> _WHAT TO PRODUCE_
Extend the passage below on public-private partnership investment, starting right after its final sentence.

> _PASSAGE TO READ_
__________
PPP investment has grown but remains uneven across regions and sectors
Global data show a recent rebound in private infrastructure finance. In 2023 private infrastructure commitments in primary markets rose about 10% to a multi-year high. However, this growth is concentrated in high income countries: roughly 80% of private infrastructure investment (across projects) has gone to high income economies , while in low- and middle-income countries (LMICs) it has stagnated or declined. As a result, LMICs account for well under a quarter of global PPP-type investment . Developing countries saw $86 billion of private investment in infrastructure projects. While significant, it’s just a start (only 0.2% of these countries’ GDP). Even a fraction of the global institutional investor assets (over $100 trillion) directed into PPPs would revolutionize infrastructure delivery.
Middle-income nations hold nearly two-thirds of the world’s infrastructure shortfall, yet attract relatively little private finance . Within the developing world, most PPP deals occur in the largest markets (e.g. China, India, Brazil, Mexico, Indonesia, Turkey) where local capital markets or sovereign finance can support large projects.
Sectorally, data indicate that PPP investment is heavily skewed toward energy and transport. A World Bank
analysis finds about 50% of infrastructure investment goes to energy and 45% to transport , reflecting the scale and revenue potential of power plants, toll roads, ports and the like. Recent trends show a surge in “green” PPPs in renewables: in 2021 renewable energy projects made up nearly 60% of private infrastructure investment . Even so, investment outside the power and transport sectors (e.g. water, sanitation, hospitals, schools) remains a small share in most countries.
Regional examples: In South Asia,
India has built one of the world’s largest PPP programs: it reports
roughly 2,000 PPP projects in implementation across highways, ports, power, urban transit and more .
India’s National Infrastructure Pipeline (2020–25) explicitly relies on PPPs to help deliver over $1.5 trillion of planned investment . In Southeast Asia, the Philippines has similarly pursued PPPs for airports, water and energy; as of mid-2025 it had about 230 PPPs in the pipeline (≈Php 2.86 trillion, or ~$50 billion) . In Africa, PPPs are less common: of 335 PPP projects over 25 years, nearly half have been in just four countries (South Africa, Nigeria, Kenya, Uganda) . Recent African PPPs have concentrated in renewables (≈78%) and transport (22%) . These regional examples show that while PPPs are being used to bridge investment gaps, they are not evenly adopted; country context, market size and project attractiveness vary widely.
PPPs introduce both opportunities and risks. On the one hand, transferring risk to the private partner (and their lenders) can discipline project delivery. On the other, it can create new fiscal and operational risks if not managed carefully. For example, PPP projects typically involve higher transaction and financing costs than conventional contracts, since private-sector lenders require a return on equity and risk margin. If a project’s cash flows fall short, the burden may shift to government (through minimum revenue guarantees or higher user tariffs).
__________
Rows from a data source:
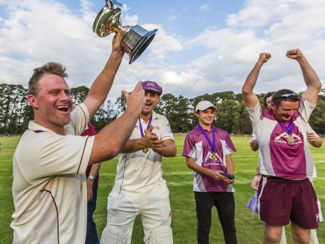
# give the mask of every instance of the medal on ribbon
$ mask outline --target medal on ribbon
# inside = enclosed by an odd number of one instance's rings
[[[140,116],[139,116],[139,127],[140,128],[140,132],[141,133],[141,137],[142,138],[144,136],[144,131],[142,129],[142,125],[141,124],[141,118],[140,118]],[[150,118],[149,119],[149,122],[148,122],[148,125],[146,126],[146,130],[149,130],[149,128],[150,127],[150,124],[151,124],[151,122],[152,120],[152,113],[151,113],[151,116],[150,116]],[[146,154],[148,152],[149,152],[149,148],[144,148],[144,149],[142,150],[142,152],[143,152],[144,154]]]
[[[289,122],[288,128],[284,126],[284,124],[282,122],[280,122],[280,124],[281,125],[282,128],[284,130],[285,132],[288,136],[287,139],[286,139],[286,140],[288,142],[288,144],[290,146],[293,145],[294,143],[294,137],[292,136],[292,128],[293,128],[293,123],[292,120],[290,120]]]
[[[212,125],[211,125],[211,127],[212,128],[212,142],[211,140],[210,140],[210,139],[209,138],[208,136],[206,134],[206,131],[202,128],[202,126],[200,124],[198,124],[198,128],[202,132],[202,133],[203,133],[203,134],[206,138],[206,140],[208,141],[209,144],[210,145],[210,148],[211,148],[211,150],[212,150],[212,152],[213,154],[212,154],[212,156],[211,156],[211,158],[212,158],[214,160],[216,160],[216,152],[214,152],[216,150],[216,134],[215,134],[216,132],[214,130],[214,128]]]

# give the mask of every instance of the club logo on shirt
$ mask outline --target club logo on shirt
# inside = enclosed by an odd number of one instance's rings
[[[274,142],[286,143],[288,145],[292,146],[296,145],[296,144],[300,144],[303,142],[303,141],[302,140],[301,138],[298,134],[292,133],[290,136],[285,132],[284,132],[274,138]]]

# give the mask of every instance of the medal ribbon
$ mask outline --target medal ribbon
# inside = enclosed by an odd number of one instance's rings
[[[280,124],[289,136],[291,136],[291,134],[292,132],[292,124],[293,123],[292,120],[290,120],[289,122],[289,128],[288,128],[286,126],[284,126],[284,123],[280,122]]]
[[[210,147],[211,148],[211,149],[212,150],[212,152],[214,154],[214,150],[216,149],[216,135],[214,134],[214,127],[213,126],[211,126],[211,127],[212,127],[212,138],[213,140],[213,144],[211,142],[211,140],[210,140],[210,139],[209,139],[208,136],[206,134],[206,131],[204,130],[202,128],[202,126],[200,124],[198,124],[198,126],[200,128],[200,129],[201,130],[202,132],[202,133],[203,133],[203,134],[204,135],[204,137],[206,138],[206,140],[208,140],[208,142],[209,143],[210,145]]]
[[[146,130],[149,130],[150,127],[150,124],[151,124],[151,122],[152,120],[152,113],[151,113],[151,116],[150,116],[150,119],[149,119],[149,122],[148,122],[148,126],[146,126]],[[144,137],[144,131],[142,130],[142,125],[141,124],[141,118],[139,116],[139,126],[140,127],[140,132],[141,132],[141,137]]]

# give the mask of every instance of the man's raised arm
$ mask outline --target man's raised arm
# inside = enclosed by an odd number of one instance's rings
[[[318,95],[322,88],[322,83],[316,72],[308,63],[300,50],[289,50],[286,55],[290,58],[296,60],[299,63],[302,72],[304,82],[307,85],[307,90],[304,92],[302,96],[310,104],[315,105],[317,102]]]
[[[102,162],[116,156],[125,145],[133,131],[140,112],[144,106],[146,98],[142,82],[138,82],[129,94],[122,92],[128,106],[118,118],[104,127],[95,136],[88,164]]]
[[[112,42],[112,52],[104,68],[92,85],[87,97],[84,101],[89,111],[90,118],[104,103],[112,88],[115,75],[124,52],[121,49],[120,33],[117,30]]]
[[[247,76],[245,83],[242,88],[242,92],[246,106],[254,108],[258,102],[258,98],[253,92],[253,88],[258,77],[260,68],[264,62],[271,58],[271,54],[262,52],[260,54],[260,57],[256,64]]]

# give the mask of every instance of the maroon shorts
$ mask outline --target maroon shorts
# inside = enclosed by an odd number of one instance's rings
[[[318,227],[316,194],[308,178],[292,180],[262,176],[258,186],[260,218],[274,226],[289,220],[305,228]]]

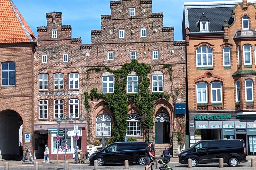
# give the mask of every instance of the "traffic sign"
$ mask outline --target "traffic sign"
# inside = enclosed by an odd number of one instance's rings
[[[75,136],[74,136],[74,139],[76,140],[77,140],[79,139],[79,136],[77,135],[76,135]]]
[[[56,136],[56,140],[57,141],[59,141],[60,140],[60,137],[59,136]]]

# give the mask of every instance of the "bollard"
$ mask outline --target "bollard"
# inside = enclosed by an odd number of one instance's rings
[[[129,161],[128,160],[124,161],[124,169],[129,169]]]
[[[255,160],[253,158],[251,158],[251,167],[255,167]]]
[[[223,158],[220,158],[220,159],[219,159],[219,167],[223,168]]]
[[[93,168],[93,169],[98,169],[98,161],[97,160],[95,160],[94,161],[93,164],[94,166],[94,168]]]
[[[6,162],[4,163],[4,170],[9,170],[9,163]]]
[[[192,159],[190,158],[188,159],[188,168],[192,168]]]
[[[38,169],[39,169],[38,162],[37,161],[35,162],[35,170],[38,170]]]

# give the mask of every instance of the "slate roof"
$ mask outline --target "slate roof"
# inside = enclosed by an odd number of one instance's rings
[[[36,38],[11,0],[0,0],[0,43],[33,42]]]

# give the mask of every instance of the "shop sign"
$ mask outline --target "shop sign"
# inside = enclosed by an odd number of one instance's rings
[[[231,119],[231,115],[195,115],[195,120],[207,120],[217,119]]]

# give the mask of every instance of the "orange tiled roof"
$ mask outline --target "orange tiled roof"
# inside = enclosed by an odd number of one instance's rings
[[[33,42],[36,38],[12,0],[0,0],[0,43]]]

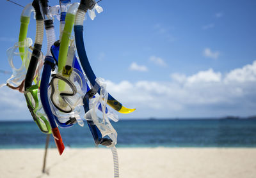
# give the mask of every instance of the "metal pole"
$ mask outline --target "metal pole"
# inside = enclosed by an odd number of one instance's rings
[[[42,170],[42,172],[43,173],[45,173],[46,157],[47,156],[47,149],[48,149],[48,145],[49,145],[49,138],[50,138],[50,134],[47,134],[47,136],[46,137],[45,149],[45,152],[44,152],[44,163],[43,163],[43,169]]]

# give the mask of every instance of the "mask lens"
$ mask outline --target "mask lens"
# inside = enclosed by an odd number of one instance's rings
[[[63,98],[65,96],[73,96],[75,94],[75,88],[70,84],[68,84],[66,81],[58,78],[52,79],[53,82],[52,87],[52,94],[51,99],[52,103],[56,107],[59,108],[61,111],[65,112],[70,112],[72,108],[68,105],[68,103],[63,100]]]

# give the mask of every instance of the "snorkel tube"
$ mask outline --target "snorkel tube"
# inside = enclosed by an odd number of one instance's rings
[[[95,4],[95,2],[94,0],[81,1],[80,5],[78,7],[78,10],[76,15],[75,26],[74,27],[74,31],[75,32],[76,45],[77,47],[78,56],[79,57],[80,63],[90,82],[93,86],[97,85],[97,84],[95,82],[96,76],[94,74],[94,72],[92,70],[92,67],[89,63],[85,50],[83,41],[84,37],[83,34],[83,25],[84,16],[86,13],[87,10],[93,9]],[[98,85],[96,87],[99,88],[97,93],[100,94],[100,87]],[[120,113],[128,114],[132,112],[135,110],[135,109],[134,108],[131,109],[124,107],[121,103],[115,99],[110,94],[109,94],[108,95],[108,104],[113,108]]]
[[[55,41],[54,27],[51,15],[47,14],[48,1],[40,1],[41,11],[44,13],[44,19],[46,31],[46,37],[47,39],[47,52],[45,58],[44,66],[41,80],[40,96],[44,109],[48,117],[52,128],[52,136],[54,142],[61,155],[64,151],[65,146],[62,141],[59,129],[54,121],[50,104],[48,100],[48,84],[51,77],[51,72],[55,68],[54,59],[51,54],[51,46]]]
[[[98,79],[98,78],[97,78]],[[104,97],[108,97],[108,93],[106,90],[106,84],[99,82],[97,80],[97,85],[100,86],[100,96],[93,98],[94,95],[97,93],[98,89],[93,87],[88,91],[85,94],[83,102],[84,104],[84,108],[85,112],[84,117],[87,121],[88,125],[90,130],[92,134],[94,142],[97,145],[102,145],[108,147],[110,147],[112,151],[113,158],[114,161],[114,177],[119,177],[119,166],[118,166],[118,158],[115,145],[117,143],[117,133],[113,128],[110,123],[108,116],[104,115],[103,112],[103,118],[99,117],[97,115],[95,110],[98,107],[97,103],[100,100],[102,105],[103,110],[106,108],[106,103],[102,104],[101,101],[106,101]],[[111,118],[113,121],[118,120],[117,115],[112,115]]]
[[[70,40],[72,29],[75,19],[76,12],[77,10],[79,3],[76,3],[72,4],[68,8],[68,12],[66,15],[66,20],[64,29],[62,31],[62,37],[61,39],[60,52],[58,54],[58,73],[52,75],[52,78],[51,82],[51,101],[53,105],[52,109],[54,114],[57,116],[56,121],[58,124],[61,127],[67,127],[75,124],[77,121],[81,126],[83,126],[83,122],[81,121],[77,113],[77,110],[76,110],[76,105],[69,105],[67,101],[63,100],[65,96],[72,97],[77,93],[76,86],[74,85],[75,81],[78,82],[79,84],[83,85],[83,83],[86,83],[85,79],[82,81],[82,78],[84,78],[83,73],[75,68],[73,69],[73,60],[75,56],[76,47],[74,40]],[[68,45],[70,42],[70,47],[68,48]],[[54,43],[58,43],[58,41]],[[52,53],[53,48],[55,52],[58,51],[55,45],[51,47],[51,52]],[[58,53],[55,53],[56,56]],[[62,65],[61,65],[62,64]],[[79,68],[81,70],[81,68]],[[79,74],[78,74],[78,73]],[[73,79],[73,81],[72,81]],[[55,108],[54,108],[55,107]],[[61,113],[60,113],[60,110]],[[69,114],[70,117],[63,117],[63,113]],[[62,122],[65,121],[65,122]],[[62,118],[61,118],[62,117]],[[64,118],[63,118],[64,117]],[[67,119],[68,120],[67,121]],[[80,120],[77,121],[77,119]]]
[[[12,89],[18,90],[20,93],[24,92],[25,77],[31,58],[29,46],[32,45],[33,43],[31,38],[27,38],[28,27],[33,9],[31,3],[29,3],[22,10],[20,15],[19,42],[15,43],[14,46],[9,48],[6,51],[8,61],[12,67],[12,74],[11,77],[7,79],[6,83],[1,84],[0,87],[6,85]],[[19,52],[17,52],[18,48]],[[15,56],[19,56],[22,61],[19,68],[16,68],[13,64],[13,57]]]
[[[29,65],[25,78],[24,95],[28,107],[35,122],[37,124],[42,132],[45,133],[51,133],[51,126],[45,115],[44,110],[42,110],[40,102],[38,100],[38,94],[39,91],[38,84],[32,85],[33,79],[36,73],[38,60],[42,55],[41,53],[41,48],[44,37],[44,20],[40,11],[38,1],[34,0],[32,6],[35,8],[36,14],[36,37]],[[38,76],[39,75],[38,75]],[[39,80],[37,83],[38,82]]]
[[[30,15],[33,8],[32,4],[29,3],[25,6],[22,10],[22,13],[20,15],[20,33],[19,35],[19,42],[20,43],[26,40],[28,34],[28,25],[30,22]],[[19,47],[19,50],[20,53],[24,53],[25,48],[23,45]],[[23,61],[23,55],[20,55],[21,60]]]

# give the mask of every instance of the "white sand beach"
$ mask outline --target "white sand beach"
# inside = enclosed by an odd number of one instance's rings
[[[0,177],[113,177],[110,149],[69,149],[59,156],[44,149],[1,149]],[[120,177],[232,177],[256,176],[256,149],[120,148]]]

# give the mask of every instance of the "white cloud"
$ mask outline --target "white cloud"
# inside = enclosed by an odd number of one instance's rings
[[[189,76],[187,78],[189,83],[197,82],[218,82],[221,80],[221,73],[215,73],[212,69],[206,71],[200,71],[198,73]]]
[[[106,54],[104,52],[100,52],[99,54],[99,61],[103,61],[106,57]]]
[[[172,34],[170,33],[170,31],[171,29],[173,29],[173,27],[165,27],[161,24],[155,24],[154,26],[154,31],[162,35],[163,36],[164,36],[164,38],[170,41],[173,41],[175,40],[175,38],[172,35]]]
[[[204,30],[206,30],[206,29],[213,28],[214,26],[215,26],[214,24],[210,24],[203,26],[202,27],[202,28]]]
[[[218,51],[212,52],[209,48],[206,48],[204,50],[203,55],[206,57],[218,59],[220,56],[220,52]]]
[[[0,91],[0,119],[9,121],[31,118],[33,120],[24,94],[6,86],[1,87]]]
[[[232,70],[227,74],[225,82],[246,82],[256,81],[256,61],[253,64],[248,64],[242,68]]]
[[[131,64],[129,70],[134,70],[134,71],[147,71],[148,69],[145,66],[140,66],[136,63],[133,62]]]
[[[160,66],[166,66],[167,64],[165,63],[164,60],[159,57],[156,56],[150,56],[149,57],[149,60],[152,61],[156,64]]]
[[[15,42],[17,41],[15,38],[8,38],[5,36],[0,36],[0,41],[10,41]]]
[[[172,73],[170,77],[172,80],[167,82],[107,81],[107,89],[125,107],[138,108],[131,114],[133,117],[255,114],[256,61],[227,73],[210,68],[189,76]]]
[[[222,12],[221,12],[221,11],[219,11],[219,12],[215,13],[215,17],[216,18],[220,18],[222,16],[223,16],[223,13]]]

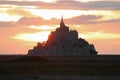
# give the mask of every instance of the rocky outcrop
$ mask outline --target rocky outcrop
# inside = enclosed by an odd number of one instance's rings
[[[97,52],[93,44],[89,44],[85,39],[78,38],[76,30],[69,30],[61,19],[60,27],[52,31],[48,40],[38,43],[33,49],[28,51],[28,55],[33,56],[55,56],[55,55],[96,55]]]

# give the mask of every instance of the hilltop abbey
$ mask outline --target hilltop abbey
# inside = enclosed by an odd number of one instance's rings
[[[28,51],[31,56],[78,56],[96,55],[97,51],[93,44],[89,44],[85,39],[78,38],[76,30],[69,30],[65,25],[63,17],[60,27],[52,31],[48,40],[38,43],[33,49]]]

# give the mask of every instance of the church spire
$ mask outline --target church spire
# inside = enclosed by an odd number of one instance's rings
[[[64,21],[63,21],[63,16],[61,16],[61,22],[60,22],[60,27],[64,27],[65,24],[64,24]]]

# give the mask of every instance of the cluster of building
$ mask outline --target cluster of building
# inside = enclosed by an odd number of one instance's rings
[[[33,49],[28,51],[31,56],[78,56],[96,55],[97,51],[93,44],[89,44],[85,39],[78,38],[76,30],[69,30],[64,24],[63,17],[60,27],[52,31],[48,40],[38,43]]]

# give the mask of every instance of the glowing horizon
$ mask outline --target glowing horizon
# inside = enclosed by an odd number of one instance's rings
[[[99,53],[120,54],[119,3],[120,0],[1,1],[0,53],[27,53],[35,43],[47,40],[63,15],[70,30],[77,30],[79,37],[93,43]]]

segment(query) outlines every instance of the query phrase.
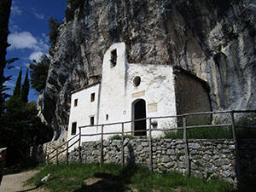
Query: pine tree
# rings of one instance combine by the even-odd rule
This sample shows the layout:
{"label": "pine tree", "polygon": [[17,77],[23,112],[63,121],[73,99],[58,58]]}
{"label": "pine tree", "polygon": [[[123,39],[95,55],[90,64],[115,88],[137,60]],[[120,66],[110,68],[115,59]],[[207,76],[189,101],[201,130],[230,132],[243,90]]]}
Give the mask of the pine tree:
{"label": "pine tree", "polygon": [[27,96],[29,93],[29,79],[28,79],[28,68],[26,69],[26,77],[20,90],[20,99],[24,103],[27,102]]}
{"label": "pine tree", "polygon": [[15,90],[14,90],[13,96],[19,96],[20,93],[21,73],[22,73],[22,68],[20,67],[20,73],[19,73],[19,76],[18,76],[18,79],[17,79],[17,81],[16,81]]}

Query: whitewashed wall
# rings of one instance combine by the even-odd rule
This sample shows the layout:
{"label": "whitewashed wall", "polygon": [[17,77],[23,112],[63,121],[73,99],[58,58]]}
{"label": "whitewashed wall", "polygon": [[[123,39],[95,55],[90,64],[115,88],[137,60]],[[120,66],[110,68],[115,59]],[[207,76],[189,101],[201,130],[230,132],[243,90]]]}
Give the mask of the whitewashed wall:
{"label": "whitewashed wall", "polygon": [[[88,87],[86,89],[83,89],[81,90],[75,91],[72,94],[71,96],[71,108],[70,108],[70,116],[69,116],[69,123],[68,123],[68,134],[67,139],[69,140],[73,135],[71,135],[72,132],[72,124],[77,122],[77,131],[78,134],[79,132],[79,126],[88,125],[90,123],[90,117],[94,116],[95,124],[97,124],[97,117],[98,117],[98,97],[99,97],[99,87],[100,84],[95,84],[93,86]],[[90,102],[90,94],[95,93],[95,101]],[[78,105],[74,106],[74,101],[78,99]],[[83,129],[82,133],[95,133],[96,131],[99,131],[96,127],[86,128]],[[78,137],[79,138],[79,137]],[[91,140],[92,139],[92,140]],[[85,141],[93,141],[97,139],[96,137],[89,138],[83,137],[82,142]],[[73,141],[74,142],[74,141]],[[71,142],[69,145],[73,143]],[[70,148],[72,150],[73,148]]]}
{"label": "whitewashed wall", "polygon": [[[112,67],[110,59],[111,51],[113,49],[117,50],[117,63]],[[133,79],[137,76],[141,78],[141,84],[136,87]],[[96,101],[93,103],[90,102],[91,92],[96,93]],[[75,98],[79,99],[78,107],[73,107]],[[146,102],[147,117],[176,115],[172,67],[130,64],[126,61],[125,43],[114,44],[104,55],[101,84],[88,87],[72,95],[68,138],[72,137],[72,123],[77,121],[78,127],[90,125],[91,115],[95,115],[96,124],[132,120],[132,103],[139,99]],[[157,127],[161,129],[176,125],[173,119],[156,121]],[[131,123],[125,124],[125,131],[131,131]],[[101,127],[83,129],[84,134],[100,131]],[[115,131],[121,131],[121,125],[104,127],[104,132]],[[158,133],[160,132],[154,131],[153,136],[157,137]],[[99,137],[83,137],[82,142],[95,141]],[[108,136],[104,137],[104,139],[107,137]]]}

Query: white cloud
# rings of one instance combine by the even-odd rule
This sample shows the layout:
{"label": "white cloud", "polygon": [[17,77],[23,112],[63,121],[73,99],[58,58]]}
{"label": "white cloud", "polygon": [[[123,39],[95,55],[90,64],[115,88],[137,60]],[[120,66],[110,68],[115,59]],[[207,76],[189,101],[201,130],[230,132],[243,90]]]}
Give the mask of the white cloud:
__________
> _RESPONSE FOR THIS EXERCISE_
Capacity Building and Policy Alignment. Implementing PPPs at scale requires strong technical capacity and aligned policies. Many developing countries initially lack the in-house expertise to prepare bankable PPP projects, negotiate complex contracts, or conduct value-for-money analysis.
Institutional alignment is also crucial. PPP initiatives must mesh with national development plans, sector policies and regulation. For example, a transport PPP should fit within the country’s urban mobility strategy and regulatory regime. Coordination across finance, sector ministries and regulators helps ensure consistency. Developing local private-sector capacity is part of the goal: well-designed PPPs often include provisions for local subcontractors or technical transfer, building a domestic base of expertise. Over time, governments can “graduate” from small pilot PPPs (with more government risk-support) to larger projects, as investor confidence and institutional experience grow.
Recent audits of
PPP programs in the EU have highlighted common problems: unclear policy, off-balance-sheet financing, and unbalanced risk-sharing can undermine value for money. In several cases studied, PPP projects suffered significant cost overruns and delays (one review found seven of nine audited PPPs incurred major delays or cost hikes). Often the public authority underestimated demand risk or gave away too much protection to the private party. Such findings underscore the need for strong risk management: contracts must be rigorously reviewed for affordability, and governments must limit guarantees.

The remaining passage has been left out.